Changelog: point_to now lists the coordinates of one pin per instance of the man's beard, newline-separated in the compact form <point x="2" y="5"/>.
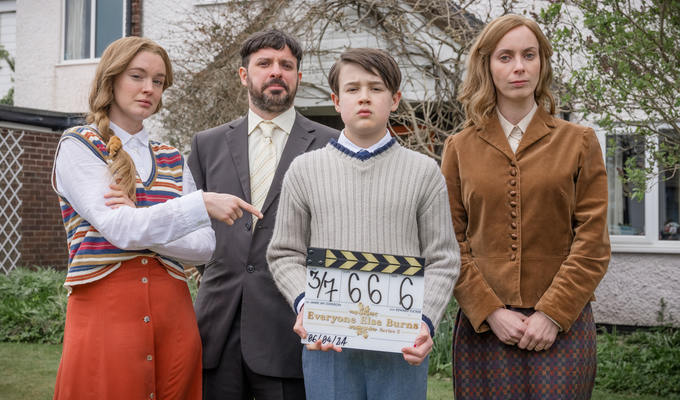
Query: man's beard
<point x="272" y="103"/>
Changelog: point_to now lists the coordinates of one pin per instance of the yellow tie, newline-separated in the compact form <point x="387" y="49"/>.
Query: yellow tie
<point x="514" y="138"/>
<point x="262" y="174"/>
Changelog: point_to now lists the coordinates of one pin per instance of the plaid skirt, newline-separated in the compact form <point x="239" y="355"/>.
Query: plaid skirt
<point x="486" y="368"/>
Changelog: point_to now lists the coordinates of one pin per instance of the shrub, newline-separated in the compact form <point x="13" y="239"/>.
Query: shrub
<point x="32" y="306"/>
<point x="440" y="357"/>
<point x="644" y="362"/>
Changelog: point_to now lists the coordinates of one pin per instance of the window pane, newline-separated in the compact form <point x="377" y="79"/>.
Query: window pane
<point x="77" y="29"/>
<point x="669" y="207"/>
<point x="109" y="24"/>
<point x="625" y="215"/>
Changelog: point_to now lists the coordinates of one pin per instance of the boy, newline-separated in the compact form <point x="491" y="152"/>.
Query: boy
<point x="364" y="192"/>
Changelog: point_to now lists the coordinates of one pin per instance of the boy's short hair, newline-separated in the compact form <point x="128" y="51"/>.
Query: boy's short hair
<point x="269" y="39"/>
<point x="374" y="61"/>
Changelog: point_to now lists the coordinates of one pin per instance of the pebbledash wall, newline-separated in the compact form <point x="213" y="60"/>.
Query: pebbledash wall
<point x="34" y="134"/>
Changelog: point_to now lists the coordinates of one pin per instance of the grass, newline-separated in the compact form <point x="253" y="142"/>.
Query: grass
<point x="29" y="371"/>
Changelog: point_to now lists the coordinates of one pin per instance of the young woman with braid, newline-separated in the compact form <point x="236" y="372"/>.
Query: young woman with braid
<point x="133" y="217"/>
<point x="528" y="196"/>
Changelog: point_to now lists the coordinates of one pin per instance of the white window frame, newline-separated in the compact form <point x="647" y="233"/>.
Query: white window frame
<point x="93" y="33"/>
<point x="649" y="242"/>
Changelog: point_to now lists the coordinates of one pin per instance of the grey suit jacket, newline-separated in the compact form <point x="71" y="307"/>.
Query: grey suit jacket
<point x="238" y="274"/>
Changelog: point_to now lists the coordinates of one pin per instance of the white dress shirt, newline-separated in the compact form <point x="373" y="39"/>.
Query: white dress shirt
<point x="349" y="145"/>
<point x="179" y="228"/>
<point x="522" y="125"/>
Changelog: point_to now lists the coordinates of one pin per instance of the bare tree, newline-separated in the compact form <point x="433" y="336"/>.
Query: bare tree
<point x="429" y="38"/>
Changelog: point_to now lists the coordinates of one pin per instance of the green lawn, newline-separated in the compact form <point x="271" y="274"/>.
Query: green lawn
<point x="29" y="370"/>
<point x="441" y="389"/>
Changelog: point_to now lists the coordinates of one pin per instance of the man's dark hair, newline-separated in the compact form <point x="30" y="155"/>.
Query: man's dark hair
<point x="374" y="61"/>
<point x="270" y="39"/>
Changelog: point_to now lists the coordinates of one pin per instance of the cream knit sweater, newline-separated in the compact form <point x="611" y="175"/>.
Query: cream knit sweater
<point x="393" y="202"/>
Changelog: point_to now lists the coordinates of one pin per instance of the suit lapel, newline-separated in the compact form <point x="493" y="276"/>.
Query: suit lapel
<point x="539" y="126"/>
<point x="493" y="134"/>
<point x="301" y="136"/>
<point x="237" y="140"/>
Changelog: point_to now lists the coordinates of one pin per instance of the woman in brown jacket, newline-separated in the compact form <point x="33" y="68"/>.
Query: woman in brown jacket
<point x="528" y="194"/>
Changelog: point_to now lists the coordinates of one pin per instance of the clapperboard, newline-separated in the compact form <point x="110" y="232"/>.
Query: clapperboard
<point x="363" y="300"/>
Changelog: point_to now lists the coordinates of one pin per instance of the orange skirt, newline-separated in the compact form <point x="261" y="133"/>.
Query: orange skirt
<point x="131" y="335"/>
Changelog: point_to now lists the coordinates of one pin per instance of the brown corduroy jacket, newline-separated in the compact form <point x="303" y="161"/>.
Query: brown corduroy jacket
<point x="532" y="226"/>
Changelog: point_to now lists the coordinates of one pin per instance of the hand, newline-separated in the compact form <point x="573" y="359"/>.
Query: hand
<point x="227" y="208"/>
<point x="416" y="355"/>
<point x="507" y="325"/>
<point x="540" y="333"/>
<point x="302" y="332"/>
<point x="117" y="198"/>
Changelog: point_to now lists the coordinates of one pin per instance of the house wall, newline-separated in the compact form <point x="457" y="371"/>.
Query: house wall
<point x="42" y="237"/>
<point x="42" y="79"/>
<point x="640" y="289"/>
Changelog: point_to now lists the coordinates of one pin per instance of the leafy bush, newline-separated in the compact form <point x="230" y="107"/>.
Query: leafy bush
<point x="645" y="362"/>
<point x="32" y="306"/>
<point x="440" y="357"/>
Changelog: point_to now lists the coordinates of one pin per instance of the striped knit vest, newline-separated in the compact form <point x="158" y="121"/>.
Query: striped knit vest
<point x="91" y="256"/>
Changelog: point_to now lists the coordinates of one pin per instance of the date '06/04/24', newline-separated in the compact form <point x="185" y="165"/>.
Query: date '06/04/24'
<point x="363" y="300"/>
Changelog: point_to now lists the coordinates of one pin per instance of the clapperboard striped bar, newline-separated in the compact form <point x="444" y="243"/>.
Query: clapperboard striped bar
<point x="364" y="261"/>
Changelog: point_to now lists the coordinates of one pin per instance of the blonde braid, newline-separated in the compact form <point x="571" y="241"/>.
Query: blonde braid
<point x="119" y="162"/>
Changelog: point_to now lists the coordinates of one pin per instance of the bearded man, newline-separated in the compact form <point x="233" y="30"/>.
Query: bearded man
<point x="249" y="347"/>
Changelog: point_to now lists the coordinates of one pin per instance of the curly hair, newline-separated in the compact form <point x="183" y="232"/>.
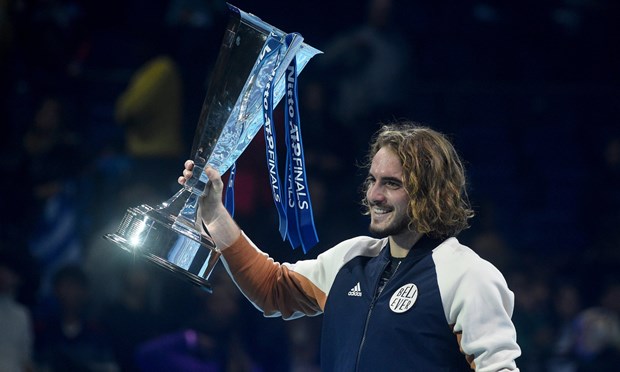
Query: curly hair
<point x="433" y="177"/>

Stated exercise: Write out each line of the data exactly; the images should be left out.

Exercise solution:
Changelog: point_to now lists the coordinates of one pin per instance of the man's beard, newline-separated in the compact form <point x="2" y="5"/>.
Query: man's beard
<point x="272" y="103"/>
Changelog: point_to now lists the coordinates of one pin per instance of the yellow tie, newline-separated in the compact form <point x="387" y="49"/>.
Query: yellow tie
<point x="514" y="138"/>
<point x="262" y="174"/>
Changelog: point_to now lists the coordinates of one pin per instance of the plaid skirt, newline-separated in the compact form <point x="239" y="355"/>.
Query: plaid skirt
<point x="486" y="368"/>
Changelog: point_to now lists the coordinates of one pin per instance of the shrub, newline-separated in the compact form <point x="13" y="239"/>.
Query: shrub
<point x="32" y="306"/>
<point x="440" y="357"/>
<point x="644" y="362"/>
Changelog: point_to now lists the coordinates of one pin per instance of the window pane, newline-separated in the compact form <point x="377" y="79"/>.
Query: window pane
<point x="77" y="29"/>
<point x="669" y="207"/>
<point x="109" y="24"/>
<point x="625" y="215"/>
Changelog: point_to now lists the coordinates of one pin per instance of the boy, newline-separated in the compact form <point x="491" y="152"/>.
Query: boy
<point x="364" y="192"/>
Changelog: point_to now lists the coordinates of one pin per instance of the boy's short hair, newline-separated in the compact form <point x="128" y="51"/>.
Query: boy's short hair
<point x="269" y="39"/>
<point x="374" y="61"/>
Changelog: point_to now lists the coordinates of one pin per instance of the pebbledash wall, newline-separated in the compact form <point x="213" y="60"/>.
Query: pebbledash wall
<point x="34" y="134"/>
Changelog: point_to now lists the coordinates of one pin per instance of the grass, newline-separated in the compact form <point x="253" y="142"/>.
Query: grass
<point x="29" y="371"/>
Changelog: point_to now lists the coordinates of one pin per instance of the young woman with braid, newline-separated in the compact form <point x="236" y="372"/>.
Query: young woman with braid
<point x="133" y="217"/>
<point x="528" y="196"/>
Changelog: point_to now lists the coordinates of one pin per instance of the white window frame, newline-separated in the compact form <point x="647" y="233"/>.
Query: white window frame
<point x="93" y="33"/>
<point x="649" y="242"/>
Changelog: point_to now lists the coordinates of one pin per instance of the grey suit jacket, newline-separated in the compact form <point x="71" y="307"/>.
Query: grey suit jacket
<point x="238" y="274"/>
Changelog: point_to now lists the coordinates of one pin per instance of the white dress shirt, newline-separated in the compact form <point x="373" y="39"/>.
Query: white dress shirt
<point x="349" y="145"/>
<point x="179" y="228"/>
<point x="522" y="125"/>
Changelog: point_to now lists the coordinates of one pin per instance of the bare tree, newline-separated in the compact form <point x="433" y="336"/>.
Query: bare tree
<point x="429" y="38"/>
Changelog: point_to now lists the coordinates of one pin per instance of the green lawn, newline-separated in the compact form <point x="271" y="274"/>.
Query: green lawn
<point x="29" y="370"/>
<point x="441" y="389"/>
Changelog: point_to now lists the coordinates of one pin per instance of the man's dark hair, newline-separated in the compact form <point x="30" y="155"/>.
Query: man's dark hair
<point x="374" y="61"/>
<point x="270" y="39"/>
Changelog: point_to now lists the coordinates of one pin per instance of the cream knit sweater, newline-separated in the compact form <point x="611" y="175"/>.
Query: cream knit sweater
<point x="393" y="202"/>
Changelog: point_to now lists the coordinates of one pin per instance of the suit lapel, newline-separated in the compact form <point x="493" y="276"/>.
Query: suit lapel
<point x="539" y="126"/>
<point x="493" y="134"/>
<point x="301" y="136"/>
<point x="237" y="140"/>
Changelog: point_to now lists the coordinates of one pin per instance of the woman in brown jacket, newline-separated in the compact form <point x="33" y="68"/>.
Query: woman in brown jacket
<point x="528" y="194"/>
Changelog: point_to now lists the coordinates of one pin per instance of the clapperboard, newline-separated in the compact form <point x="110" y="232"/>.
Query: clapperboard
<point x="363" y="300"/>
Changelog: point_to now lists the coordinates of one pin per instance of the orange skirt, newline-separated in the compact form <point x="261" y="133"/>.
Query: orange skirt
<point x="131" y="335"/>
Changelog: point_to now lists the coordinates of one pin per instance of the brown corduroy jacket, newline-separated in the compact form <point x="303" y="161"/>.
Query: brown corduroy jacket
<point x="532" y="226"/>
Changelog: point_to now lists the coordinates of one pin per instance of the hand, newline-separated in the compact form <point x="573" y="359"/>.
Query: hand
<point x="227" y="208"/>
<point x="416" y="355"/>
<point x="507" y="325"/>
<point x="540" y="333"/>
<point x="302" y="332"/>
<point x="117" y="198"/>
Changelog: point_to now lists the coordinates of one pin per instance of the house wall, newline-separated in the compact form <point x="457" y="371"/>.
Query: house wall
<point x="42" y="237"/>
<point x="42" y="79"/>
<point x="640" y="289"/>
Changelog: point_to now lists the coordinates of one pin per instance of the leafy bush, newline-separated in the compact form <point x="230" y="107"/>.
Query: leafy bush
<point x="645" y="362"/>
<point x="32" y="306"/>
<point x="440" y="357"/>
Changelog: point_to now lists the coordinates of one pin per instance of the striped knit vest, newline-separated in the compact form <point x="158" y="121"/>.
Query: striped knit vest
<point x="91" y="256"/>
Changelog: point_to now lists the coordinates of one pin per instance of the date '06/04/24', newline-separated in the compact form <point x="185" y="165"/>.
Query: date '06/04/24'
<point x="363" y="300"/>
Changelog: point_to now lists the coordinates of one pin per instance of the clapperboard striped bar, newline-separated in the compact form <point x="444" y="243"/>.
Query: clapperboard striped bar
<point x="364" y="261"/>
Changelog: point_to now lists the coordinates of one pin per instance of the blonde braid, newline-separated in the compact form <point x="571" y="241"/>.
Query: blonde braid
<point x="119" y="162"/>
Changelog: point_to now lists the coordinates of one pin per instance of the bearded man, newline-separated in the compact form <point x="233" y="30"/>.
Query: bearded man
<point x="249" y="347"/>
Changelog: point_to now lists the coordinates of one pin per instance of the curly hair, newline-separated in the compact form <point x="183" y="232"/>.
Query: curly hair
<point x="433" y="177"/>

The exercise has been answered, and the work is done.